_SOURCE PASSAGE_.
┌──

The COVID-19 crisis has the prompted cancelation of many beloved springtime events. St. Patrick’s Day – celebrated widely in the Chicago area – fared no differently. Unlike St. Patrick’s Day celebrations past, Chicago had no parade this year. The Chicago River stayed its normal color, instead of being dyed a luridly festive shade of green.  

However, many households in Oak Park hung shamrocks in their windows, creating a walking shamrock scavenger hunt for children. 

“I don’t know where it started, but it spread. It was something easy people could do quickly, and kids had fun,” said Beth Houle, who lives on Humphrey Avenue. On Houle’s block, a neighbor suggested the idea in a neighborhood email chain. 

 Houle thinks over 100 households, including her own, put up shamrocks. Even though St. Patrick’s Day has come and gone, some homes still have their shamrocks displayed. 

On bikes and on foot, kids and their parents kept count of how many shamrocks in windows they found, while maintaining a safe distance apart from others. 

“We all wanted to just do something simple for fun, especially for the younger children,” Houle said.

With the closures of schools, kids have had only digital interaction, if any at all, with their friends. Nor are young kids likely to understand why the intangible pandemic has forced them to be separated from friends. 

“It’s no fun being cooped up,” said Houle. “They just know that they’re being kept inside or only with their family and not with friends that they want to be with.”

Angie Hawkins, who also lives on Humphrey Avenue, did the scavenger hunt with her two sons, ages eight and 11. They also put up shamrocks in their window.

“It was just kind of a nice break to go do something outside for a little bit and have a purpose to be outside,” Hawkins said.

Having her two boys home from school has been a little chaotic, she said, and the boys have a lot of energy to spare. 

“Normally at school, they make leprechaun traps or something like that,” Hawkins said. “It was fun to have something to do.”

Both of her sons enjoyed going on the scavenger hunt, even though she worried her eldest son might have found it a little childish. 

“I kind of thought my 11-year-old would think it was dumb, but I think he was excited to have some sort of scheduled activity since everything’s been kind of canceled,” Hawkins said.

└──

_BRIEF_.
Answer from the Oak Park shamrock article:
1. On which street do both Beth Houle and Angie Hawkins live?
2. How many households does Houle think put up shamrocks?
3. What does Hawkins say her sons normally make at school?

_INFORMATION SUPPLIED_.
┌──

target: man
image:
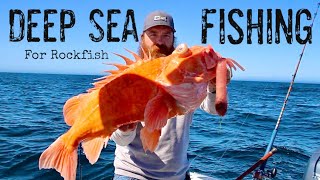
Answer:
[111,11,220,180]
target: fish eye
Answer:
[174,44,190,57]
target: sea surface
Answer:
[0,73,320,180]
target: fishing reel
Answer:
[253,168,277,180]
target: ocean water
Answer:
[0,73,320,180]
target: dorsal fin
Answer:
[113,53,134,65]
[104,63,129,71]
[104,70,122,74]
[63,94,86,126]
[125,48,142,62]
[87,49,144,93]
[141,47,151,60]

└──

_REPLY_.
1. Humphrey Avenue
2. Over 100
3. Leprechaun traps